### Instructions for the task
Repeat the material below exactly, line for line.

Segment Open

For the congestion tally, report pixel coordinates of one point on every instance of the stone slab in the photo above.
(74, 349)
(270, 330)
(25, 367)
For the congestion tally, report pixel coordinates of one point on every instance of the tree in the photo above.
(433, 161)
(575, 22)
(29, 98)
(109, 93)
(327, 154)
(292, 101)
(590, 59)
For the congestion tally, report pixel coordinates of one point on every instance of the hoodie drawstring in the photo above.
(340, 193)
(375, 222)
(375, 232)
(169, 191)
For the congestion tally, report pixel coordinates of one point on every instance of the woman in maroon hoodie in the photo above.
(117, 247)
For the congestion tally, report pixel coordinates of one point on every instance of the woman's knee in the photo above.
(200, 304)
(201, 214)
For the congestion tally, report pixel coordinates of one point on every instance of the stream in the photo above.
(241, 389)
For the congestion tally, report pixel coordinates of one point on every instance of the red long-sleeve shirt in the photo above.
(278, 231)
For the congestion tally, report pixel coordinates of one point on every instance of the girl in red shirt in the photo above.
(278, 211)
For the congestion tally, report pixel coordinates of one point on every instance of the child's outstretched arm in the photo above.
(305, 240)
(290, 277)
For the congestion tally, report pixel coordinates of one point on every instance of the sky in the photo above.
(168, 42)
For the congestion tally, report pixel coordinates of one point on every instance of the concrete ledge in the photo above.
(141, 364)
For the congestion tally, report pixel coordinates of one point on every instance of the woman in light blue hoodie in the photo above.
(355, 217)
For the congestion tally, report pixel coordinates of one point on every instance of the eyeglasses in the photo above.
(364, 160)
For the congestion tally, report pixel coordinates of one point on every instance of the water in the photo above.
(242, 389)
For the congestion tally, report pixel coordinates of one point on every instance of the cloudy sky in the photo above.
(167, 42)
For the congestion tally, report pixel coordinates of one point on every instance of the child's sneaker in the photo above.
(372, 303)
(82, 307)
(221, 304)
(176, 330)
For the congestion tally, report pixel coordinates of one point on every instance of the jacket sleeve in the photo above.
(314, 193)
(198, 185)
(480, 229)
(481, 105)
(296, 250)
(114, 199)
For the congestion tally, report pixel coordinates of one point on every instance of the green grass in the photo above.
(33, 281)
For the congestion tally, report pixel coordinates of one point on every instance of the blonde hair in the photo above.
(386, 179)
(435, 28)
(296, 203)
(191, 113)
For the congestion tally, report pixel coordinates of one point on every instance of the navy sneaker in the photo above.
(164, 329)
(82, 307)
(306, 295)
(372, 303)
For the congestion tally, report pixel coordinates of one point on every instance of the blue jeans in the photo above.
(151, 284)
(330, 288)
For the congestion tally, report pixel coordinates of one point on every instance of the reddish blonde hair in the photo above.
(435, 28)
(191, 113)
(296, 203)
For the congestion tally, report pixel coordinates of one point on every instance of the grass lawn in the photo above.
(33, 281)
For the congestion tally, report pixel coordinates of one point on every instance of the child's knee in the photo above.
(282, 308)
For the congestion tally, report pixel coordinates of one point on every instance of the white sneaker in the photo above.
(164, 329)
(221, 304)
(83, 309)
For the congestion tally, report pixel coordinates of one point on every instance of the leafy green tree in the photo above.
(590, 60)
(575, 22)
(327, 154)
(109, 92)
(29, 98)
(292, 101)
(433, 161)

Segment Closed

### Written answer
For the congestion tally, report pixel coordinates of one point on every instance of the stone slab in the photo above.
(74, 349)
(270, 330)
(25, 367)
For the congestion tally, report pixel coordinates of one point on every instance of the tree in the photo above.
(433, 161)
(575, 22)
(29, 98)
(109, 93)
(327, 154)
(292, 101)
(590, 59)
For the congestion tally, report pixel coordinates of one point on every instance of the hoodie drawstring in the photo above.
(340, 193)
(375, 222)
(375, 232)
(169, 191)
For the congestion tally, report pixel coordinates of one point on every instance of the woman in maroon hoodie in the photo above.
(117, 247)
For the congestion tally, report pixel coordinates of one point on every instance of the woman's knee in the photo above.
(200, 304)
(201, 214)
For the congestion tally, report pixel coordinates of one point on every instance of the stream in the photo above.
(241, 389)
For the congestion tally, report pixel coordinates of one point on every instance of the red long-sleeve shirt in the photo above.
(278, 231)
For the congestion tally, report pixel coordinates of one point on every instance of the girl in red shirt in the photo above.
(278, 211)
For the congestion tally, report pixel coordinates of one point on every instance of the child's outstretched arm in the photo above.
(305, 240)
(290, 277)
For the congestion tally, report pixel coordinates of one point on every instance of the sky in the photo above.
(168, 42)
For the congestion tally, report pixel coordinates of one point on every instance of the concrete ledge in the photo above.
(141, 364)
For the congestion tally, report pixel coordinates of one point on every instance of the woman in light blue hoodie in the photo above.
(355, 217)
For the congestion tally, report pixel coordinates of one point on every instance of the eyeglasses in the photo above.
(364, 160)
For the congestion tally, report pixel coordinates of one point on every instance of the water in the photo above.
(242, 389)
For the congestion tally, report pixel coordinates of one point on every instance of the cloudy sky in the photo above.
(167, 42)
For the congestion tally, report pixel coordinates of one point on every instance of the child's sneaker in the photo above.
(372, 303)
(82, 307)
(221, 304)
(176, 330)
For the congestion tally, report pixel coordinates of one point on every instance of the jacket sleeve in the photo above.
(314, 193)
(198, 185)
(480, 229)
(481, 105)
(296, 250)
(114, 199)
For the congestion tally, report pixel coordinates of one point on every instance of the green grass in the photo above.
(33, 281)
For the congestion tally, report pixel coordinates of one point on every instance of the blonde hair in the photo above.
(386, 179)
(435, 28)
(296, 203)
(191, 113)
For the congestion tally, report pixel coordinates of one point on every instance of the navy sneaker in the photo above.
(164, 329)
(82, 307)
(306, 295)
(372, 303)
For the congestion tally, report pixel coordinates of one point on every instance of the blue jeans in the photo above.
(151, 284)
(330, 288)
For the congestion tally, report pixel coordinates of one point on every instance of the reddish blonde hair in the photo above.
(435, 28)
(191, 113)
(296, 203)
For the congestion tally, report pixel coordinates of one point on every instance of the grass lawn in the photo above.
(33, 281)
For the congestion tally, report pixel coordinates of one point on every instance of the child's knee in the photo above.
(282, 308)
For the congestion tally, report pixel coordinates of one point on every instance of the white sneaker in the photo above.
(164, 329)
(221, 304)
(83, 309)
For the congestion tally, report pixel coordinates of one point on every instance of the leafy green tree in the photo above.
(590, 60)
(575, 22)
(327, 154)
(109, 92)
(29, 98)
(292, 101)
(433, 161)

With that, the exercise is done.